## Exercise objective
From the line containing "Can you find the white collar" through the last line of the entries, output the text exactly. Pictures stay out.

Data entries
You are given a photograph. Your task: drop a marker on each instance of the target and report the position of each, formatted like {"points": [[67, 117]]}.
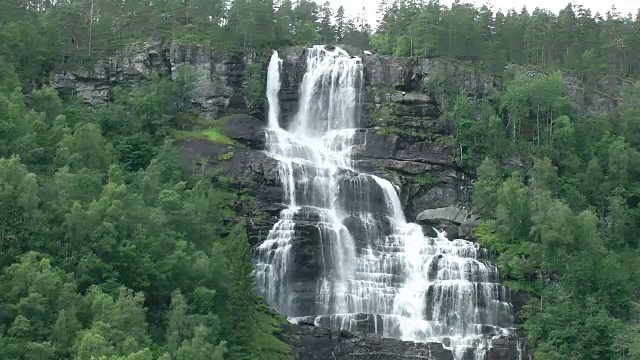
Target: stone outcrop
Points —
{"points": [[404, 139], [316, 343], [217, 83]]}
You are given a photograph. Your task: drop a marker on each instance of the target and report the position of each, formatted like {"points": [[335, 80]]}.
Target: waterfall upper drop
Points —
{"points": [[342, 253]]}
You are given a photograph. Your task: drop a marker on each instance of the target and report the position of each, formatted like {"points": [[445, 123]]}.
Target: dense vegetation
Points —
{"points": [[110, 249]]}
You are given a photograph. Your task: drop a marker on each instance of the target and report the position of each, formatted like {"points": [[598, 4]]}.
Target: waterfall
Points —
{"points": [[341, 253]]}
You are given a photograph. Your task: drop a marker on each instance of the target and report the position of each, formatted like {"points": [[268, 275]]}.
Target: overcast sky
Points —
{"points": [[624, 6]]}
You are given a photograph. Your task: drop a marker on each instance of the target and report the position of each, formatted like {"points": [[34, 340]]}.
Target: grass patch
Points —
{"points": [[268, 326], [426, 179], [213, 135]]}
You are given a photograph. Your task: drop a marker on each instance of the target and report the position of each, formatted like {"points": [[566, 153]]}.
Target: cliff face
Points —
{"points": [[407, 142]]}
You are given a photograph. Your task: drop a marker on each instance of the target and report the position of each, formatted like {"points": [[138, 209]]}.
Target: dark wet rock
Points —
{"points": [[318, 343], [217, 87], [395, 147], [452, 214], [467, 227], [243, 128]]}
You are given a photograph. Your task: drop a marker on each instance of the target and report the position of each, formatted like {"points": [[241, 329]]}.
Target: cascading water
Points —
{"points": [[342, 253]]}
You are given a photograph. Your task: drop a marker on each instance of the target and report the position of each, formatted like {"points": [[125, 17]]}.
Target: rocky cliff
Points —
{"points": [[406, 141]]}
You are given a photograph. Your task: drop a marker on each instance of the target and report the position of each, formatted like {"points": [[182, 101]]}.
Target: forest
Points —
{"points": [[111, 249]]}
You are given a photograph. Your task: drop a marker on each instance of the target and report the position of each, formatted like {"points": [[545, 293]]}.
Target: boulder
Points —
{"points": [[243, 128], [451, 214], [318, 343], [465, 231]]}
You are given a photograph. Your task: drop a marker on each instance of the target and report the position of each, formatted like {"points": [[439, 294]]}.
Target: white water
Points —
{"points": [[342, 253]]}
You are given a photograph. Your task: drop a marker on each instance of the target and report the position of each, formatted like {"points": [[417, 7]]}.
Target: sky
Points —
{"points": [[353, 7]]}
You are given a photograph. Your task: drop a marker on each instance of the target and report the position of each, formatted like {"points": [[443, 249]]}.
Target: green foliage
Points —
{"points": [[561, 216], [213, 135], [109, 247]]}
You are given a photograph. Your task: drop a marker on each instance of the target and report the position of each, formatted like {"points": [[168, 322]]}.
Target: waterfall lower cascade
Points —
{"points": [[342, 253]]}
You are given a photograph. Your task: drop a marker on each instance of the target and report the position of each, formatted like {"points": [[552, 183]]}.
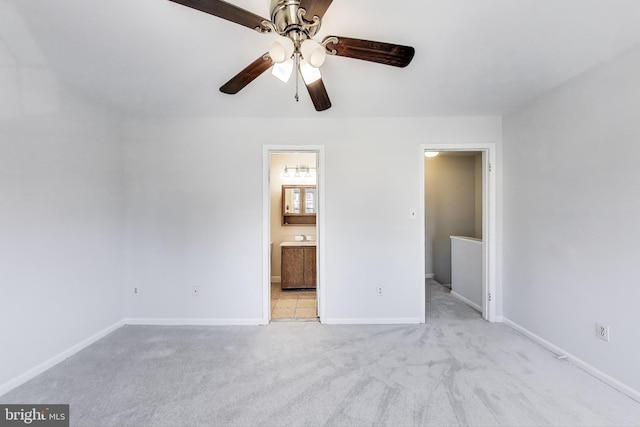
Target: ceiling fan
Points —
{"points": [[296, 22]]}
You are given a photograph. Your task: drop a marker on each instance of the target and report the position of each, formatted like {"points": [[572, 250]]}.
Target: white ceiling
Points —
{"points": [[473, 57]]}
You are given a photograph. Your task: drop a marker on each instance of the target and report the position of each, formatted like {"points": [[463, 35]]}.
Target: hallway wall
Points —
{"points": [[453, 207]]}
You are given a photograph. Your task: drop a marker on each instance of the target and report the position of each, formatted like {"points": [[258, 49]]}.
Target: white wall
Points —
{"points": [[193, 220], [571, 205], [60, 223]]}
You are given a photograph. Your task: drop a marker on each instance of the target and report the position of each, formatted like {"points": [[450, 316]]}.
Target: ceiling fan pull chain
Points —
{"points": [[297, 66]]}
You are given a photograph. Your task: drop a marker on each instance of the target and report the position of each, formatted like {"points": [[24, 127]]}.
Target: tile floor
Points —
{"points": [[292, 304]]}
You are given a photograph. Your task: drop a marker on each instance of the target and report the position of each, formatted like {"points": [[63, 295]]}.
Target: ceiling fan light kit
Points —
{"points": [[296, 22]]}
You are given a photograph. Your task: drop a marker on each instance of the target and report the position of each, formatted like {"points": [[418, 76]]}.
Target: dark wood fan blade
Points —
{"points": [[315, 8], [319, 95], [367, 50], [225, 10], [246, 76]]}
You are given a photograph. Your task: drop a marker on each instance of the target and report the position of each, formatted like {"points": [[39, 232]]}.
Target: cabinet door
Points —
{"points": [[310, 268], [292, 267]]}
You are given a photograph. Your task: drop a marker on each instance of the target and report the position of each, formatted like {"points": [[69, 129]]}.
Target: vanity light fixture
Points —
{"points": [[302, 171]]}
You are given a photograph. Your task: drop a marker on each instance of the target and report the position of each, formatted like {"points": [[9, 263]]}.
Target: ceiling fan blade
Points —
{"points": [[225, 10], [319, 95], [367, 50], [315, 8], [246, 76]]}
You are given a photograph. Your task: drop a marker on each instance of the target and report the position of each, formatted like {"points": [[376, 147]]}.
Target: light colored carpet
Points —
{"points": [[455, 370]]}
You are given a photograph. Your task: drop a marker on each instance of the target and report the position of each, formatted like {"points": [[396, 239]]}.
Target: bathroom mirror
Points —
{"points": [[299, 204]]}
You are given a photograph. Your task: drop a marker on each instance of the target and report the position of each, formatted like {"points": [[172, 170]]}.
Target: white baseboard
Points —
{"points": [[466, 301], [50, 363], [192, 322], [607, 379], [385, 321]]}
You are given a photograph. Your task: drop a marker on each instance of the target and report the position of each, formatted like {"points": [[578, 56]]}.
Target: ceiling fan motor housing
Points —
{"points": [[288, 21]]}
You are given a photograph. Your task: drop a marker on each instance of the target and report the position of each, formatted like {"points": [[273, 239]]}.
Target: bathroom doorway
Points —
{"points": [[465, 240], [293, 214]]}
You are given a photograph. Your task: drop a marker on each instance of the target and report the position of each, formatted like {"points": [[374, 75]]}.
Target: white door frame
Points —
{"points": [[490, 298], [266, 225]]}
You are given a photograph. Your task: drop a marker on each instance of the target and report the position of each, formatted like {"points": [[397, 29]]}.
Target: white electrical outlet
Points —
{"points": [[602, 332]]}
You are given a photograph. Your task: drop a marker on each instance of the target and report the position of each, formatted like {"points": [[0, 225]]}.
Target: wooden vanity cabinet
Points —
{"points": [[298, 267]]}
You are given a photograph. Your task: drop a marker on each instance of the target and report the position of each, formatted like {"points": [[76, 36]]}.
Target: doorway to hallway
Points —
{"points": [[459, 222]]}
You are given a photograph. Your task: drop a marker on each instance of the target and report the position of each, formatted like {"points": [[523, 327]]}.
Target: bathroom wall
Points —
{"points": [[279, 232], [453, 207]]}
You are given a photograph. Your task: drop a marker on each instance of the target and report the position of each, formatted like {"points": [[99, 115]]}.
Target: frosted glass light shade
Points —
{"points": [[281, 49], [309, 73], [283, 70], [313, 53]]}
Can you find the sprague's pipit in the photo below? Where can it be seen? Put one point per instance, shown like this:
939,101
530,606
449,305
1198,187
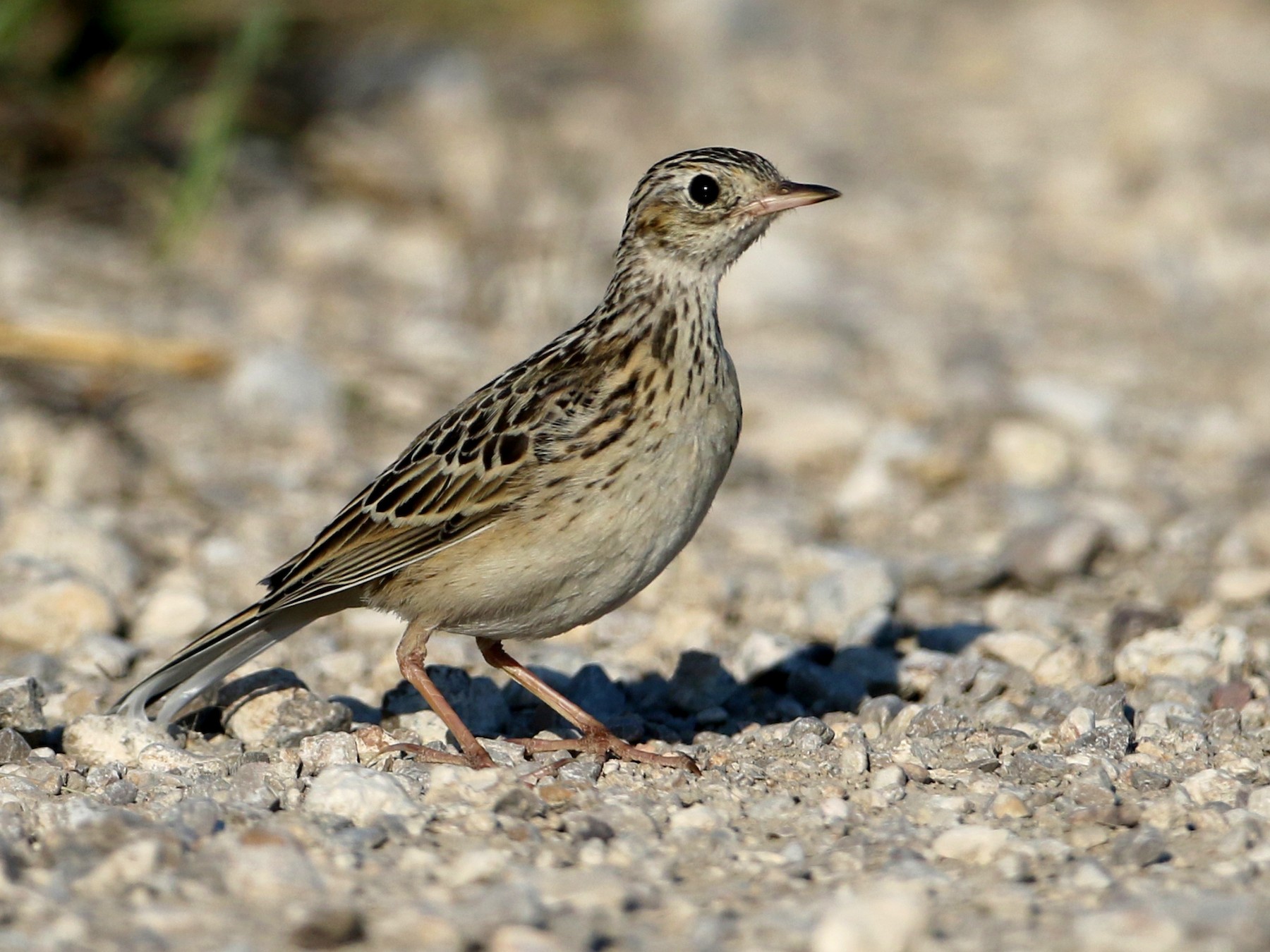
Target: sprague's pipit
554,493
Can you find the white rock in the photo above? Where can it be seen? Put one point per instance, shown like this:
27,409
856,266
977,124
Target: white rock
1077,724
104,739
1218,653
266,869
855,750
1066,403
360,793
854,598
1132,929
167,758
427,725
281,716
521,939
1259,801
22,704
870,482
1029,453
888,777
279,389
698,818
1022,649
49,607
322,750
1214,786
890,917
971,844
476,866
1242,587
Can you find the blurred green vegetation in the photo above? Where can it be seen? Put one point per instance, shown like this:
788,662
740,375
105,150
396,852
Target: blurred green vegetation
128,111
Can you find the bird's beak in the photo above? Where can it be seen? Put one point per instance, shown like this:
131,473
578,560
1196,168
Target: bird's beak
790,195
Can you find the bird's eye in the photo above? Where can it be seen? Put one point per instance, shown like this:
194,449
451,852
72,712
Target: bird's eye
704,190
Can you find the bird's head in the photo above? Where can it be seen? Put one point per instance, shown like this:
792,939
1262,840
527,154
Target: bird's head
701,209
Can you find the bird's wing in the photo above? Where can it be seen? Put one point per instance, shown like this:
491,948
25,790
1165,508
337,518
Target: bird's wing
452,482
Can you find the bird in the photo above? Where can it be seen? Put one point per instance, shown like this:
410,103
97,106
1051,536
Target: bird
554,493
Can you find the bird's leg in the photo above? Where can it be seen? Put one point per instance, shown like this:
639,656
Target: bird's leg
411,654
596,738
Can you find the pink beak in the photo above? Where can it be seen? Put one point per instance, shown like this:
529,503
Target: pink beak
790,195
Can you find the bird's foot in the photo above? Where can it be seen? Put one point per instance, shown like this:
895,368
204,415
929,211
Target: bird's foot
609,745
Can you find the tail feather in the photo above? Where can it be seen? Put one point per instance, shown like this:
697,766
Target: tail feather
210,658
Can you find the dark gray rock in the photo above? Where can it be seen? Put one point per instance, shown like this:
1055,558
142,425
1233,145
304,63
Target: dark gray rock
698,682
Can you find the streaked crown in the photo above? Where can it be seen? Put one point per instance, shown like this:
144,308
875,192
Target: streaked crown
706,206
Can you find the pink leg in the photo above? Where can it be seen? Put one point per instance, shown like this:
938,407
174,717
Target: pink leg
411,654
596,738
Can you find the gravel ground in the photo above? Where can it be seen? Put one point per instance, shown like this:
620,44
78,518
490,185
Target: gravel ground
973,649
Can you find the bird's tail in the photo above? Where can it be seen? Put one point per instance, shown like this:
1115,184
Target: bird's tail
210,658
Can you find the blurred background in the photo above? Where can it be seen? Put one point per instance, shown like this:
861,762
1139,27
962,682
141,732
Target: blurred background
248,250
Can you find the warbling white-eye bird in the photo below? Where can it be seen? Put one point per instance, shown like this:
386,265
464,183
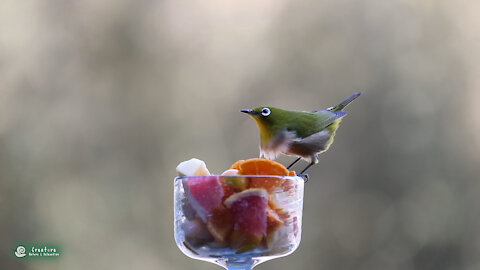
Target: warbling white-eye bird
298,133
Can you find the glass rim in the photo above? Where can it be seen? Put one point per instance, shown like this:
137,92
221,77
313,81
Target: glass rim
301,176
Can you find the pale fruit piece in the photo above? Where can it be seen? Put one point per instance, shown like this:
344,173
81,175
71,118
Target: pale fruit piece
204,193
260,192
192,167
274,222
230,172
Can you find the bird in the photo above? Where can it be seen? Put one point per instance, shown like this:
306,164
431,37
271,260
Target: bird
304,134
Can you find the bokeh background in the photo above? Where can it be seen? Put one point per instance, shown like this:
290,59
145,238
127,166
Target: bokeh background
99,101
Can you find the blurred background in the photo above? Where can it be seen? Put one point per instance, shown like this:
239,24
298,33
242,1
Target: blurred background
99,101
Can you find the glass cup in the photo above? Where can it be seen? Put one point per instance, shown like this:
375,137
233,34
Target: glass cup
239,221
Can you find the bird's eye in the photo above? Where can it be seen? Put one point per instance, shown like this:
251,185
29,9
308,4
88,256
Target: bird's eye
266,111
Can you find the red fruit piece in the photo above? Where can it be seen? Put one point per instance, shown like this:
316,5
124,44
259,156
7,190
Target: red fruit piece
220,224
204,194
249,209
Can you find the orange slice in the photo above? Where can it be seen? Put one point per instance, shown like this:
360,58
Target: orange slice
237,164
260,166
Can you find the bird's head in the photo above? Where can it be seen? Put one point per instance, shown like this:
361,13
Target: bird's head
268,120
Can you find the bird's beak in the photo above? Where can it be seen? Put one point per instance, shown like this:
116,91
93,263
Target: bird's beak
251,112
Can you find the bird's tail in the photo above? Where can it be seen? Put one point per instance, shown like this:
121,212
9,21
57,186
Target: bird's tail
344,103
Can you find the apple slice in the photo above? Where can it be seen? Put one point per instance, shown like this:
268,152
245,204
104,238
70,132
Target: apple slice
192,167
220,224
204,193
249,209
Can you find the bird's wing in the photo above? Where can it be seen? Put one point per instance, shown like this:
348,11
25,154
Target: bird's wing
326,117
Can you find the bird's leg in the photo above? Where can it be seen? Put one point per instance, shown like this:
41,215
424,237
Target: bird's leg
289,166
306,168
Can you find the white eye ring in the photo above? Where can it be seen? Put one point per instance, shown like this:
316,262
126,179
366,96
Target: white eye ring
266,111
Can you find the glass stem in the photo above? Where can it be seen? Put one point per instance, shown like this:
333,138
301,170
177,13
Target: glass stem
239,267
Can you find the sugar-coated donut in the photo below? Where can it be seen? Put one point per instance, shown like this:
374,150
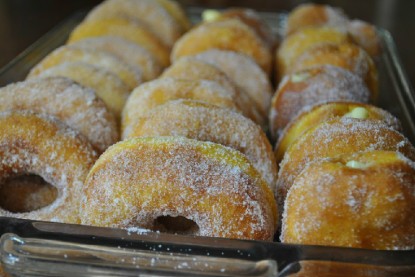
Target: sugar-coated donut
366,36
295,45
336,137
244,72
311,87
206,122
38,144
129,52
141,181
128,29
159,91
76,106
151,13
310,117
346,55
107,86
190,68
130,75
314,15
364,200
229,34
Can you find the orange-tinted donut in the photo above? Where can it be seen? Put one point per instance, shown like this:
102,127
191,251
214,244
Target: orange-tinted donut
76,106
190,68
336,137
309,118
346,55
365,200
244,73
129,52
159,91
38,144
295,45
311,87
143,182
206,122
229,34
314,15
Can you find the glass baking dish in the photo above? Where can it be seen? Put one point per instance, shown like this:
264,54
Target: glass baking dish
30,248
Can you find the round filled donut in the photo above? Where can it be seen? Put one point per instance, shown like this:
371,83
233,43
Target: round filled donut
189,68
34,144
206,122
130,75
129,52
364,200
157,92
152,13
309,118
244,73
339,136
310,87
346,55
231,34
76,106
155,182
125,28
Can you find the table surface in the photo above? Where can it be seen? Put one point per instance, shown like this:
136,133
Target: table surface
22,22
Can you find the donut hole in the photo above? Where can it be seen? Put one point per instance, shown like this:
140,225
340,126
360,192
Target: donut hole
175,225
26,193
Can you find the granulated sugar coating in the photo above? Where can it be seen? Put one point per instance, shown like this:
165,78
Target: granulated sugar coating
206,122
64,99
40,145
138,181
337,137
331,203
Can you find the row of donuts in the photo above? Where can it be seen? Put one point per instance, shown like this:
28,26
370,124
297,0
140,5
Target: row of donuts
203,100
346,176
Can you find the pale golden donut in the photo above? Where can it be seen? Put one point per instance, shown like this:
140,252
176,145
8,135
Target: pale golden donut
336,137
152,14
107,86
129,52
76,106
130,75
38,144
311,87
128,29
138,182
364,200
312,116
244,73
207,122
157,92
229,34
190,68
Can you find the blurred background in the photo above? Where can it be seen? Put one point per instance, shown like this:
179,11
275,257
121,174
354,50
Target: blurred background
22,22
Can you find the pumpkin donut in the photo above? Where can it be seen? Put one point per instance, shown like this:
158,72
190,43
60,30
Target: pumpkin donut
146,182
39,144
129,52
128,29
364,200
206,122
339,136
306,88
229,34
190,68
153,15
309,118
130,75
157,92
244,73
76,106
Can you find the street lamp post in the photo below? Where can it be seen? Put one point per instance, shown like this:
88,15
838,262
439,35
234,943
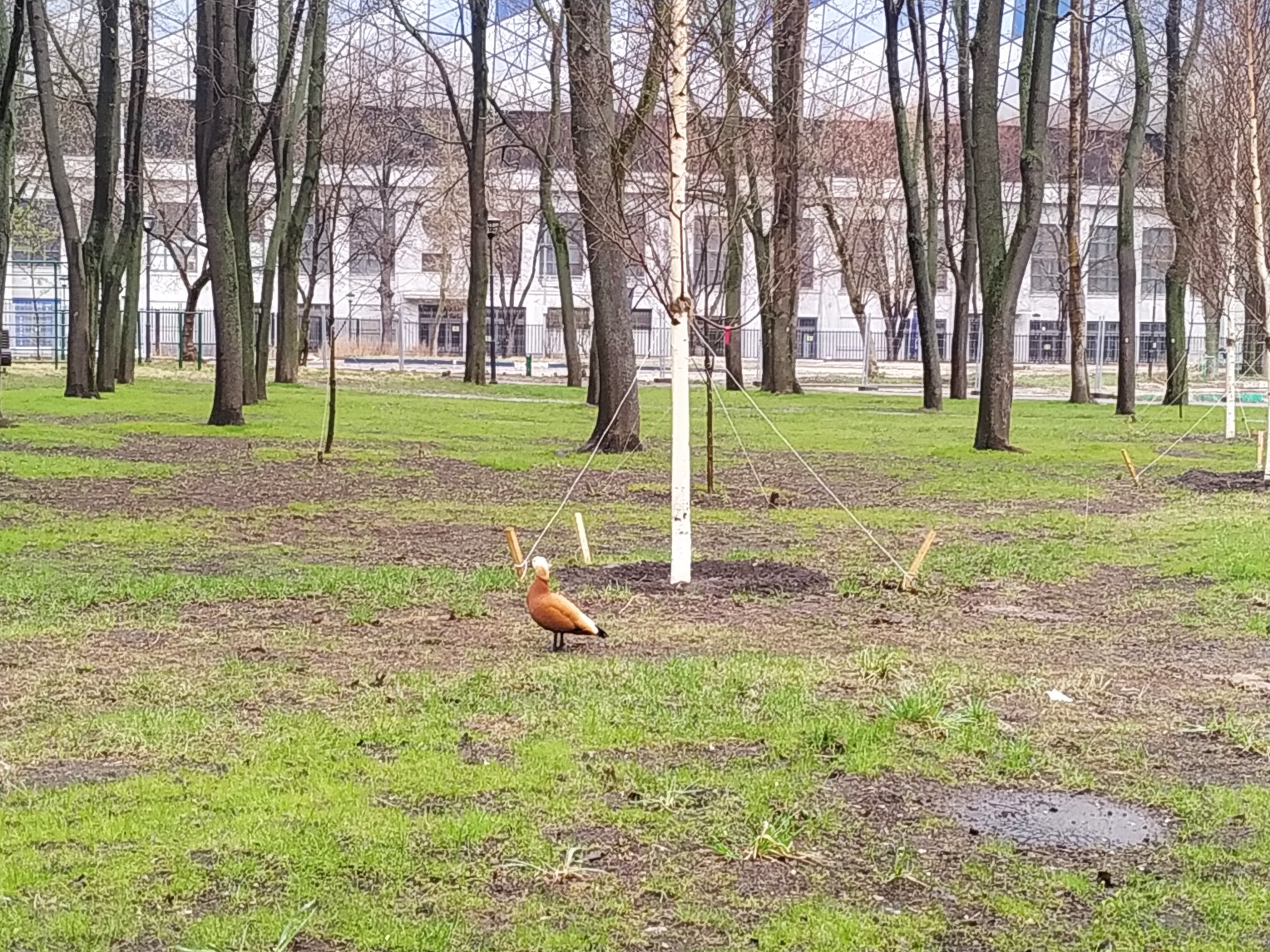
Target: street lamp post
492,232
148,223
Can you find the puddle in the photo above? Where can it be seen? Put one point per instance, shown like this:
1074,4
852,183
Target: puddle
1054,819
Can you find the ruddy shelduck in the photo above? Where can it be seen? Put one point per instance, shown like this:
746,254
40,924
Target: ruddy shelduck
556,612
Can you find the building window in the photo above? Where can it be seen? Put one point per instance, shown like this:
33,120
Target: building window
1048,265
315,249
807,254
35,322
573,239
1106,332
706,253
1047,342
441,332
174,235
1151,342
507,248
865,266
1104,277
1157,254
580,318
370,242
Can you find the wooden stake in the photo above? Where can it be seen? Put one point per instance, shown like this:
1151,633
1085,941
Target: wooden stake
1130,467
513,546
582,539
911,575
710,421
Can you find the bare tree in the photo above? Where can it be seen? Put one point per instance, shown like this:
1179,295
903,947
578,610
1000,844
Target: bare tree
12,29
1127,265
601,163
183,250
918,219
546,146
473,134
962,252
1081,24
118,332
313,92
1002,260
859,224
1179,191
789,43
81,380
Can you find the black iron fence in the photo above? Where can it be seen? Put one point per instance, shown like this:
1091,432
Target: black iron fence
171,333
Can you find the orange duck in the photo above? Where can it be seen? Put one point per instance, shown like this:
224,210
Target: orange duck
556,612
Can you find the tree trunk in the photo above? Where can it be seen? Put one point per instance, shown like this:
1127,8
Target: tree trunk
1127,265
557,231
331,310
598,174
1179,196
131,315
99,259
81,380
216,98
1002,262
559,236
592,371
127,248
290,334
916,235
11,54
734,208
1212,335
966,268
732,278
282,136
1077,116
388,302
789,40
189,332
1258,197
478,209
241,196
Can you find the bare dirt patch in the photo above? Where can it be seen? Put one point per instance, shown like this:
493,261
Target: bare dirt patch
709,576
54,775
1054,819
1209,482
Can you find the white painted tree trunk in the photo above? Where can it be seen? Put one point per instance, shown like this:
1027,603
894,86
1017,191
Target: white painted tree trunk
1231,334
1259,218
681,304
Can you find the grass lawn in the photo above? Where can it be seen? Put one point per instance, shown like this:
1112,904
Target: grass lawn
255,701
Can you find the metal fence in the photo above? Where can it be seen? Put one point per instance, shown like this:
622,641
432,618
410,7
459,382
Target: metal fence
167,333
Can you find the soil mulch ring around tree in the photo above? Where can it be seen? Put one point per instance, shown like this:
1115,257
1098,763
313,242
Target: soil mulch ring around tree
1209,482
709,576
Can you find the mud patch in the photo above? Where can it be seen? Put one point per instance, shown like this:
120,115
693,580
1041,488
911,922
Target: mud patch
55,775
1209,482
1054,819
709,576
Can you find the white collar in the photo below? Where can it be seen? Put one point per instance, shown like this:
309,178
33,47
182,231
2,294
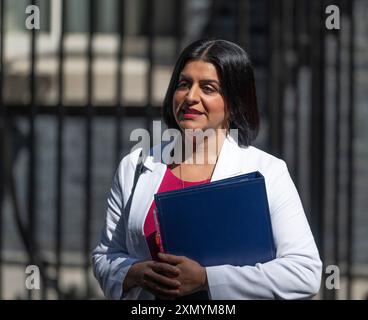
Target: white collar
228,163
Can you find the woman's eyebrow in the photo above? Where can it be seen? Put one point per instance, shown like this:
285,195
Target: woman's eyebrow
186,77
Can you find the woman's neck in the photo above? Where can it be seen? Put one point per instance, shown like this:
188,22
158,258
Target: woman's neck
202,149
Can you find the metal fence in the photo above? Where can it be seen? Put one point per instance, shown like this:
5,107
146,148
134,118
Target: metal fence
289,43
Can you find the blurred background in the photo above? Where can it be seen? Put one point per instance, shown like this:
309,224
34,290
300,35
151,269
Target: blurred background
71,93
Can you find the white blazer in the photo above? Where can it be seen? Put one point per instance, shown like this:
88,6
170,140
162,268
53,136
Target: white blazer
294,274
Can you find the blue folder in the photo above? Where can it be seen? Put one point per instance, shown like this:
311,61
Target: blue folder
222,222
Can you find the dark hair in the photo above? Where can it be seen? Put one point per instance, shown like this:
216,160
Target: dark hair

## Response below
Can you find the white collar in the photo below? Where can it be seen? Put one point per instance, shown like this:
309,178
33,47
182,231
2,294
Target: white collar
228,163
Can you find the woman's eyebrow in the photo above? Where can it be seen? Put one point per instance, shown like this:
285,195
Target: woman's eyebrow
186,77
Can you find the woman's neck in the photo above? Where can it be seen? Put one point per instance, shown like this:
188,22
158,258
Target: woman's neck
202,149
Can you find the metal fence in the photo above? Where can it be seen? Put one point per instance, shown like this:
5,107
146,148
134,118
Target: metal fence
289,43
Can you find the blurred background in the photo above? Where can it be seen? Put one point per instance, shown like this:
309,224
34,290
300,35
151,269
Target: blurred background
71,93
Can you find the white blazer in the photo above? Where can it be seen? Put one point per instance, shown like this:
88,6
170,140
162,268
53,136
Target: white blazer
294,274
Can you find the blue folder in the photo above? Where can it be seen? Put one point per instance, shown like this:
311,61
Target: blue folder
222,222
Can you find the dark hair in the photo above? Where can it be seen? Put one point per instance, shown like this:
216,160
Target: dark hair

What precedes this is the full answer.